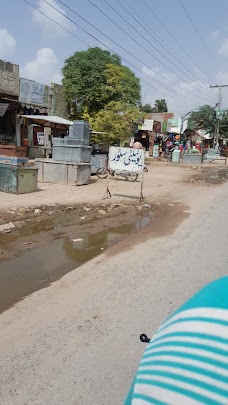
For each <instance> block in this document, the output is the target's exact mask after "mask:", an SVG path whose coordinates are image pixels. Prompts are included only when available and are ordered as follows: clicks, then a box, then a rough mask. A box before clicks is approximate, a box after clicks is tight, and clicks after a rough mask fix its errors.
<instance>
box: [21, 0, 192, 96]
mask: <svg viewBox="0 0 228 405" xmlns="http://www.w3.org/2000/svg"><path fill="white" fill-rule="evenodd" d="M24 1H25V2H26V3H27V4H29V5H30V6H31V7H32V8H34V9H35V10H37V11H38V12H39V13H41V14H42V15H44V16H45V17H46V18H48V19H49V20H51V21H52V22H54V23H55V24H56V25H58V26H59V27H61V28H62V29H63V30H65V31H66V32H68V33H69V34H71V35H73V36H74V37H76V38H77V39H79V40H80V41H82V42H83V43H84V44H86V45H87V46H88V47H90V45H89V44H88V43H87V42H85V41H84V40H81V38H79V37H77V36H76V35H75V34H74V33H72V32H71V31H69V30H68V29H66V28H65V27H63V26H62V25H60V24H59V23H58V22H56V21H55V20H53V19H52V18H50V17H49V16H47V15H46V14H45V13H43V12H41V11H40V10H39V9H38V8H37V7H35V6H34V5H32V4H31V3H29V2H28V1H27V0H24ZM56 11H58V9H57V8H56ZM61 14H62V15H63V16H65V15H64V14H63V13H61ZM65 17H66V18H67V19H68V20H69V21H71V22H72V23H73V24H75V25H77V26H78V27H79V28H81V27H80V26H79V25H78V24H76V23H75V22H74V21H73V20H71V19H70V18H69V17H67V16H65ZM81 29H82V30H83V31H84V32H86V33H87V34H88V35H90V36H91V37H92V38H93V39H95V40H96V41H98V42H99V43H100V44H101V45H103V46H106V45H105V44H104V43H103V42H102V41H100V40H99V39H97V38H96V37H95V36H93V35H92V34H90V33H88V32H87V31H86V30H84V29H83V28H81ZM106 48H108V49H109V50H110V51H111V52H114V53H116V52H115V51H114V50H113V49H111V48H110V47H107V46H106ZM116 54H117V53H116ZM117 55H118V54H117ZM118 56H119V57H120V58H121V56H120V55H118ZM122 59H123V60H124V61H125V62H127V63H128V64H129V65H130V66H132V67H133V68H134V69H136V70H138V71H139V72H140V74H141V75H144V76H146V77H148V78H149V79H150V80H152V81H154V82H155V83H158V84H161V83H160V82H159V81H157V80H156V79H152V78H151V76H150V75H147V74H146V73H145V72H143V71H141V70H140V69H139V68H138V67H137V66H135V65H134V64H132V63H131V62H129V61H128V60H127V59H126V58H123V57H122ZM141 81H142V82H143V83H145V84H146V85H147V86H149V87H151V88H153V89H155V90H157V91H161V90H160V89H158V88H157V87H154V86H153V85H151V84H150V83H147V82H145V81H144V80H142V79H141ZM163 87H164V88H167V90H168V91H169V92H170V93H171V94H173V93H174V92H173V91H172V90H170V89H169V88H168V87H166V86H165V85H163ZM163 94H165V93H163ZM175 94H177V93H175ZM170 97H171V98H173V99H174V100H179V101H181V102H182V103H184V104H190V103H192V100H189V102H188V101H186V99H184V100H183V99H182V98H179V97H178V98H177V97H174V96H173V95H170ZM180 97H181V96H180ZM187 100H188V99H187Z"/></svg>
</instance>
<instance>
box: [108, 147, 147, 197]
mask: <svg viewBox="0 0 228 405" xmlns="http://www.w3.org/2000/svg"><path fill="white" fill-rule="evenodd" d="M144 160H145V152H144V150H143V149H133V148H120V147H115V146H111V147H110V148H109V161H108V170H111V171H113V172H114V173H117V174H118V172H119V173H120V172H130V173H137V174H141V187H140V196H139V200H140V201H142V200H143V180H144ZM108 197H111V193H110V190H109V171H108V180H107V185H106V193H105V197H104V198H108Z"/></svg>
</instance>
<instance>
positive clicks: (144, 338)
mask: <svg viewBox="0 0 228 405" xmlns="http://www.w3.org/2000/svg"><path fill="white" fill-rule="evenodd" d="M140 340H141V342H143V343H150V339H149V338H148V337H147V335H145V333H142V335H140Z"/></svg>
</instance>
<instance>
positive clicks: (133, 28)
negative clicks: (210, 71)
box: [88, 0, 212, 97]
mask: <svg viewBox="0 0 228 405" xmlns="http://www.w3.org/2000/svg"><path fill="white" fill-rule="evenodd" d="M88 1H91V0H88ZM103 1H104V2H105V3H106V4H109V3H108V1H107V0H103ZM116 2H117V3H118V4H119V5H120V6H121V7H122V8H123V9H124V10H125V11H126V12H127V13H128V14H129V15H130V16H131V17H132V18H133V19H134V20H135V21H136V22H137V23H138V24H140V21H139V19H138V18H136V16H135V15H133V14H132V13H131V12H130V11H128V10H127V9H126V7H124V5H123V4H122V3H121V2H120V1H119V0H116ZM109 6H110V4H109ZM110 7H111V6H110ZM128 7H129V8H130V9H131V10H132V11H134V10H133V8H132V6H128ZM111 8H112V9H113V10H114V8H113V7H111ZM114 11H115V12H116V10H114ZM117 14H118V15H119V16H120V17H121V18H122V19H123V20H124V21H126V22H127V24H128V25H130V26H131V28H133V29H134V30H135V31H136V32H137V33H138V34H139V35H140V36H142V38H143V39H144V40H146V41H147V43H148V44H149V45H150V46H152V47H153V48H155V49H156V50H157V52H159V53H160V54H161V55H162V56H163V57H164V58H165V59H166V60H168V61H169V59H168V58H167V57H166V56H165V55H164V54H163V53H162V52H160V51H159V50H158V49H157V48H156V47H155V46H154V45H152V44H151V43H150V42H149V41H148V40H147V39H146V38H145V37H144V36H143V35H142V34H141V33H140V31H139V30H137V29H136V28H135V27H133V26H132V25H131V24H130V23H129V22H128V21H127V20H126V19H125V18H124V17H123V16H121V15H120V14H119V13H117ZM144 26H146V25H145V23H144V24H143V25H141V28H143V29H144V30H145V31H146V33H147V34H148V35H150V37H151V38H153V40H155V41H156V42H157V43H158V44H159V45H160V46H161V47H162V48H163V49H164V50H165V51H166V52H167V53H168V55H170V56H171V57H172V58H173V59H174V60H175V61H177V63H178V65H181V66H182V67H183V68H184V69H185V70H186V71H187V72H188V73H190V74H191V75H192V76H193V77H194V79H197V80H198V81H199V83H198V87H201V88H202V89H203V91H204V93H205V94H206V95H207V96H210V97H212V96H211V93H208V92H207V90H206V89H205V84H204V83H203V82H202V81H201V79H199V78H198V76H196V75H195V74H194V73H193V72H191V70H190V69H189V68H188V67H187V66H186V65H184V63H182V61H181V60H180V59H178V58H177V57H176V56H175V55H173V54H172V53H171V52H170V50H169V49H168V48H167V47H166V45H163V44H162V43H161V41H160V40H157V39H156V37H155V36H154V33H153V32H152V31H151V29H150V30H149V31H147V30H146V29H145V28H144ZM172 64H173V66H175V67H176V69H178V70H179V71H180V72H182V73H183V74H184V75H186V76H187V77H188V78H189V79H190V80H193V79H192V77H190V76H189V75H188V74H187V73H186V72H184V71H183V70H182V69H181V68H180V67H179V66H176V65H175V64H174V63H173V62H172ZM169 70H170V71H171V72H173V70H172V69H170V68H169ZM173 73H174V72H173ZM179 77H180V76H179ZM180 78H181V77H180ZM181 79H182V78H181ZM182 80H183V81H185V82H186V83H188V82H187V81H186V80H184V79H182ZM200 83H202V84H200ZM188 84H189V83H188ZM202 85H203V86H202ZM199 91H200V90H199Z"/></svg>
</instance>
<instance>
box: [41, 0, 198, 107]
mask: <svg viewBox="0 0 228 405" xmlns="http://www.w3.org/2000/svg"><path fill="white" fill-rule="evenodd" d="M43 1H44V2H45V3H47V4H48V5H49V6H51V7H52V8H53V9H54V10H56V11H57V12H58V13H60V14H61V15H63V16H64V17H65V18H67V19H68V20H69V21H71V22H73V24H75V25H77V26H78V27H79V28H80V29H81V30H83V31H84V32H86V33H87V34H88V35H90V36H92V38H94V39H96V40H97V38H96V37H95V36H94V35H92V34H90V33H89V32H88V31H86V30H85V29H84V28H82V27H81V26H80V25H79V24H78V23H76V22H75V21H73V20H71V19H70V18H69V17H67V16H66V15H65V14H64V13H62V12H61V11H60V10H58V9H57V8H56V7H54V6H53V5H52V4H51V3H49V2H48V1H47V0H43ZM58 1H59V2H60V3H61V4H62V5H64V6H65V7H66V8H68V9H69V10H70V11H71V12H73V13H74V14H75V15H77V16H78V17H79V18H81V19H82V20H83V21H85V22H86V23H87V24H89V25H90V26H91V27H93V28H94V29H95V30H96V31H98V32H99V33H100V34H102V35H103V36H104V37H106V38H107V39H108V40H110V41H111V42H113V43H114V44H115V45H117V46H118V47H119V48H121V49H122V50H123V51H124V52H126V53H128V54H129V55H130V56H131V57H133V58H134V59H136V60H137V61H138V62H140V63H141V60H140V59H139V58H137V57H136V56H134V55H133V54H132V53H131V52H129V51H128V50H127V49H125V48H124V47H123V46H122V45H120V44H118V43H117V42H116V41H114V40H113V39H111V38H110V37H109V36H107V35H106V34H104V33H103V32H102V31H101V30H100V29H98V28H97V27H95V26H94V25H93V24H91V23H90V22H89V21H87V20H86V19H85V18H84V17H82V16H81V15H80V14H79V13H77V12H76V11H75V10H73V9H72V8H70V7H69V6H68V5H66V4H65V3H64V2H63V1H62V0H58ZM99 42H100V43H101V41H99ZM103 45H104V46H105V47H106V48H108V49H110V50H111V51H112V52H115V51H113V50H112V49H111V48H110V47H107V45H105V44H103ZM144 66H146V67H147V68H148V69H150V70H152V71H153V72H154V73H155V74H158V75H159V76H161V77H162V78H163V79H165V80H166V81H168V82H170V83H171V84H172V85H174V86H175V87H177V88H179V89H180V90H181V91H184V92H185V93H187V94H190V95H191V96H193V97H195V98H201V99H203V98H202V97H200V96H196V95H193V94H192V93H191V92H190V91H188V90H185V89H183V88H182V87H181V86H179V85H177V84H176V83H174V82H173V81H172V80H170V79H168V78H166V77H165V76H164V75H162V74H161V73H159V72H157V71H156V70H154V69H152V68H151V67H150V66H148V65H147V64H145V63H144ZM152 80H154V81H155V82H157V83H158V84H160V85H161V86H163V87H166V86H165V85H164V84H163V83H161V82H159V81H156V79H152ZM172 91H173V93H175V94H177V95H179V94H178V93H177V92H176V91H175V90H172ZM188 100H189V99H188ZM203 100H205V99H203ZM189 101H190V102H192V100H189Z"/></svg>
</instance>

■ ■ ■ ■ ■

ABOUT THIS TASK —
Report how many lines of the records hold the word "clicks", and supply no other text.

FINAL ANSWER —
4